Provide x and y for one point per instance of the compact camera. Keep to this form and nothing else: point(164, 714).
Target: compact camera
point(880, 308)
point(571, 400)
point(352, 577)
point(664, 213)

> GIVEN TASK: Please lay out the data above as a Markdown table with two columns, Row and Data line, giving each non-blank line its own numbered row.

> RESULT OF THE EXERCISE:
| Row | Data line |
|---|---|
| 1 | Provide x and y for one point per instance of the compact camera. Keep to this form and nothing else: point(164, 714). |
| 2 | Target: compact camera |
| 3 | point(880, 308) |
| 4 | point(571, 400) |
| 5 | point(352, 577) |
| 6 | point(664, 213) |